> _Texto dado_
───

Ramon Sampedro no fue un caso único: el sufrimiento en el mundo parece exponencial, tal como lo demuestran las cifras de suicidio, el lento pero sostenido mal del que nadie quiere hablar. Durante la conversación posterior a la proyección de la obra, me acompañaron un médico y una psicóloga: narraron historias cotidianas de personas que, en circunstancias parecidas a las de Ramón Sampedro, enfrentaban situaciones cotidianas de dolor y sufrimiento constante, por lo que ambos estaban a favor de la eutanasia como alternativa.
La psicóloga enfocó el problema desde la salud mental, afirmó categóricamente que, en nuestro país, no existen políticas públicas para atender los problemas de salud mental que padecemos. La violencia desbordada, la precaria situación laboral de muchas familias, la desintegración familiar, el caos vehicular constante, son algunas de las muchas problemáticas que inciden en la calidad de vida y en la salud mental de la sociedad guatemalteca. Especialmente, porque el modelo político corrupto y excluyente que se construyó se alimenta del dolor y de la muerte: mientras más tragedias ocurran, más fondos públicos se destinarán a paliar sus efectos, con lo que habrá más oportunidades para «repartir» las sobras de las obras.
Cuando veía la obra, recordé una colega socióloga a quién asesoré en su tesis de licenciatura, trataba el tema del suicidio. La temática era importante para ella, debido a que su mejor amiga lo había cometido. Durante el desarrollo de su trabajo, se acercó a diferentes casos de jóvenes que habían decidido terminar su vida, descubrió un legado de silencio y negación, haciendo evidente que, en nuestro país, aún no hay condiciones para abordar ni mucho menos mitigar el problema. Por eso, recordé las palabras con las que empezaba el trabajo académico de mi colega; una frase contundente, heredada de la amiga muerta: «No es locura, es exceso de lucidez».

───

Entradas guardadas
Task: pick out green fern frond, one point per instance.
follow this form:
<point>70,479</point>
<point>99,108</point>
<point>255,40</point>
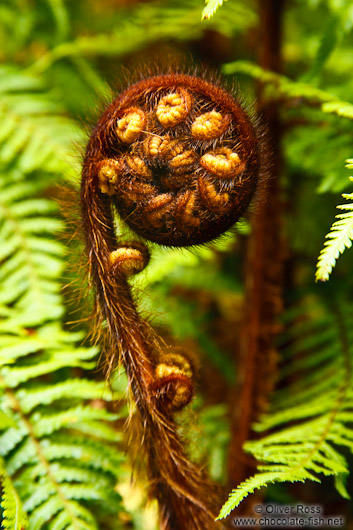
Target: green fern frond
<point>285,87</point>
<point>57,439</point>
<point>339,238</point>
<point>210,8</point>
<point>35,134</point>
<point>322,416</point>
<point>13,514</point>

───

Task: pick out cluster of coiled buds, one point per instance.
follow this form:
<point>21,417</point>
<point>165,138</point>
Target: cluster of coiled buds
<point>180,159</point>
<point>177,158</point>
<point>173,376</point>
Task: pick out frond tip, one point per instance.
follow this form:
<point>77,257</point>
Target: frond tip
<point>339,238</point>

───

> _Enunciado del problema_
Repite completo el texto sobre el suicidio y la salud mental, sin cambiar ni una palabra.

> _Solución del ejercicio_
Ramon Sampedro no fue un caso único: el sufrimiento en el mundo parece exponencial, tal como lo demuestran las cifras de suicidio, el lento pero sostenido mal del que nadie quiere hablar. Durante la conversación posterior a la proyección de la obra, me acompañaron un médico y una psicóloga: narraron historias cotidianas de personas que, en circunstancias parecidas a las de Ramón Sampedro, enfrentaban situaciones cotidianas de dolor y sufrimiento constante, por lo que ambos estaban a favor de la eutanasia como alternativa.
La psicóloga enfocó el problema desde la salud mental, afirmó categóricamente que, en nuestro país, no existen políticas públicas para atender los problemas de salud mental que padecemos. La violencia desbordada, la precaria situación laboral de muchas familias, la desintegración familiar, el caos vehicular constante, son algunas de las muchas problemáticas que inciden en la calidad de vida y en la salud mental de la sociedad guatemalteca. Especialmente, porque el modelo político corrupto y excluyente que se construyó se alimenta del dolor y de la muerte: mientras más tragedias ocurran, más fondos públicos se destinarán a paliar sus efectos, con lo que habrá más oportunidades para «repartir» las sobras de las obras.
Cuando veía la obra, recordé una colega socióloga a quién asesoré en su tesis de licenciatura, trataba el tema del suicidio. La temática era importante para ella, debido a que su mejor amiga lo había cometido. Durante el desarrollo de su trabajo, se acercó a diferentes casos de jóvenes que habían decidido terminar su vida, descubrió un legado de silencio y negación, haciendo evidente que, en nuestro país, aún no hay condiciones para abordar ni mucho menos mitigar el problema. Por eso, recordé las palabras con las que empezaba el trabajo académico de mi colega; una frase contundente, heredada de la amiga muerta: «No es locura, es exceso de lucidez».